## [What you are asked to do]
In the travel tips excerpt, why does the writer recommend putting an internal label in your luggage as well as external ones? Answer in one to three sentences.

## [Excerpt]
It is ridiculous how much better drinking water before and during a long flight makes me feel during and after. I try to carry a packable water bottle (like this) with me when I travel, but when I forget it, it's well worth the inflated price to buy a bottle of water post-security.

I strongly prefer not to check luggage unless I'm traveling for more than a week, and I love my Tom Bihn Tri-Star. It holds everything I need and then some, I've never had it denied as a carry-on even on tiny regional jets, it's well-organized, it's comfortable to carry backpack-style even when it's stuffed full, and it's ridiculously durable. I've had mine for 3 years and it's survived heavy travel and two weeks of severe abuse while it was lost luggage, and it's still in excellent shape.

Which reminds me: Label the crap out of your luggage, even carry-ons. External tags and labels can disappear, so include an internal one, too. It'll get back to you much sooner if it gets lost in the system.

I will Nth the advice about having a separate set of travel toiletries and cosmetics. And if you wear makeup, consider streamlining your routine for travel. For instance, I've found a BB cream I like so I don't have to carry both foundation and moisturizer, and I pack a versatile, forgiving lipstick that I don't need to use a liner or primer with. I started doing all that at the beginning of last year, which was a very heavy travel year for me, and it's made packing and unpacking a lot easier.

Make use of your hotel's free-but-for-tips luggage storage, particularly when check-in and check-out times don't line up with your plans.

Carry plenty of small bills for tipping.

If you menstruate, consider getting a Diva Cup or similar menstrual cup, it's so much less hassle. In general, but particularly while traveling. No consumable sanitary supplies to carry with you or have to search for in a strange place, and since most people can wear it for 12 hours before emptying it, no dealing with the awkwardness of changing a tampon in the airplane restroom or National Park portapotties.

This may not be feasible if you're traveling for business, but I've been leaving my laptop at home more and more often when I travel. I do bring my smartphone and my tablet, and those more than suffice for looking up directions and reviews, buying tickets and booking rooms, entertainment, and staying in contact with people. Not packing my laptop means I don't have to deal with it at security, my carry-on luggage is 4+ lbs lighter, my charger isn't taking up the weird space it takes up, I don't worry about loss or damage (or privacy), and I'm not tempted to waste vacation time browsing Metafilter.

That said, a little downtime during vacations and travel is a good thing, too. Don't feel bad about sleeping in one morning, or spending some time reading on the balcony, or lingering over brunch instead of packing something active into every waking minute. I always enjoy myself much more when I take a little me-time, even on short trips and business trips.

## [Extracted information]
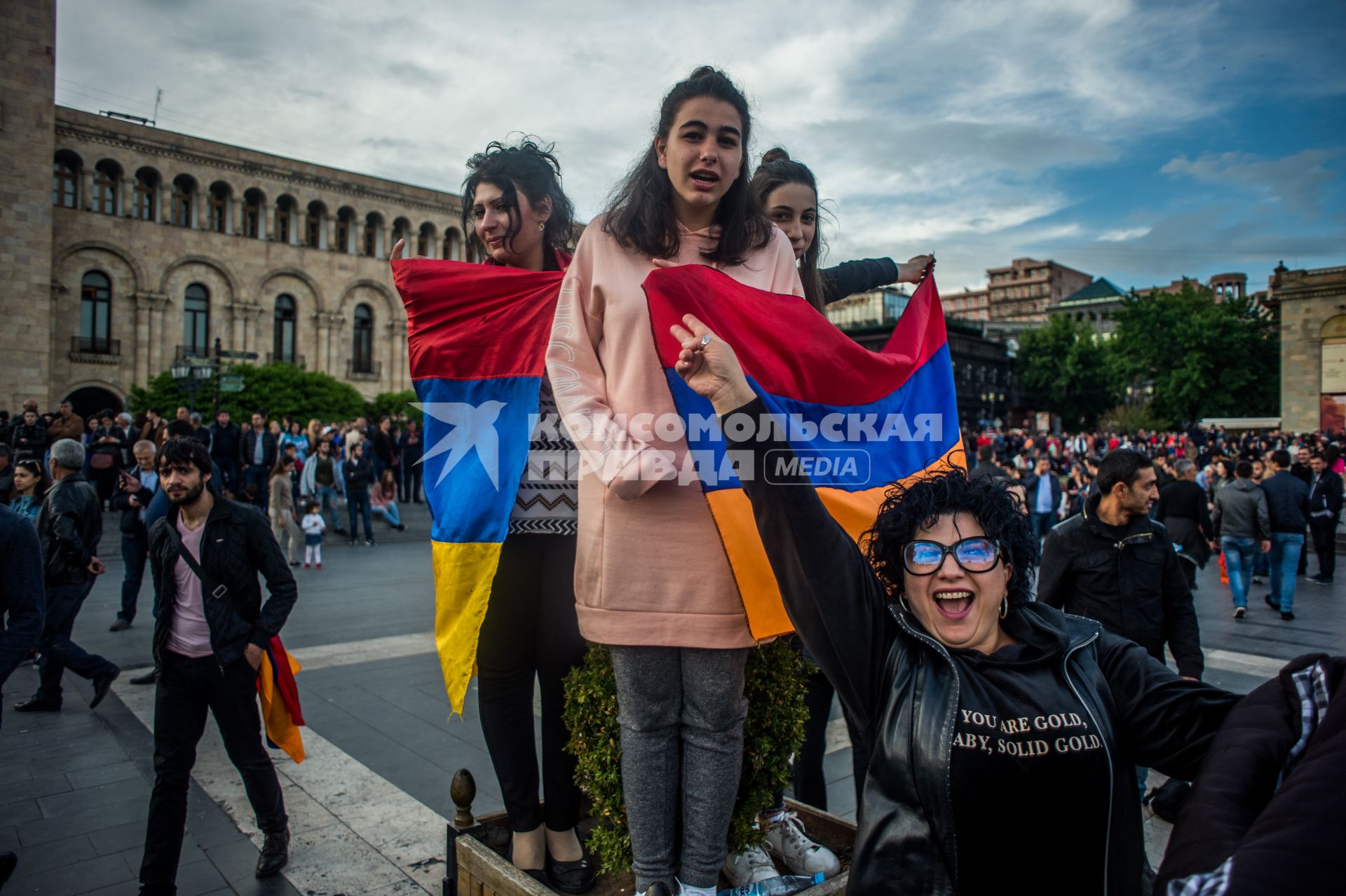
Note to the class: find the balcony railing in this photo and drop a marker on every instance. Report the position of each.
(96, 350)
(373, 374)
(292, 360)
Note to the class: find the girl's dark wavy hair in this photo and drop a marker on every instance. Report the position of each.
(909, 508)
(532, 167)
(639, 213)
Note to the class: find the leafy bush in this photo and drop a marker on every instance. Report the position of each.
(273, 389)
(396, 405)
(775, 680)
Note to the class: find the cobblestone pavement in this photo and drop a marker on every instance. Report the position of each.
(370, 803)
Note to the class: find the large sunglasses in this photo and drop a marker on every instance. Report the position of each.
(974, 555)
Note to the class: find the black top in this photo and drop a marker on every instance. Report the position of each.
(857, 276)
(1024, 736)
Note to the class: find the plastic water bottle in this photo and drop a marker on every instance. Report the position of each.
(784, 885)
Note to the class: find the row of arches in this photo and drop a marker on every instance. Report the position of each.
(96, 332)
(146, 196)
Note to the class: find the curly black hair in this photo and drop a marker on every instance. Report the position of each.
(910, 508)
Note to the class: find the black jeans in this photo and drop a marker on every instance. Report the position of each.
(1325, 545)
(187, 688)
(531, 631)
(58, 651)
(135, 548)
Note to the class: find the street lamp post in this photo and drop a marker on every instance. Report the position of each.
(191, 379)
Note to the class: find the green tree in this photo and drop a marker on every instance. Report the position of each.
(273, 389)
(396, 405)
(1065, 365)
(1205, 358)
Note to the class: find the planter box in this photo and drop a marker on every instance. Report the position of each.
(482, 868)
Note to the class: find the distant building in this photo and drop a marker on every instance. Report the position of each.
(1027, 290)
(1096, 304)
(1312, 346)
(875, 308)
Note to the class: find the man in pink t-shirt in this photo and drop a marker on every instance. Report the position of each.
(210, 634)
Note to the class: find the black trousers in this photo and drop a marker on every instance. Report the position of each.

## [Solution to this exercise]
External tags and labels can disappear, so an internal one keeps the luggage identified. That way it gets back to you much sooner if it gets lost in the system.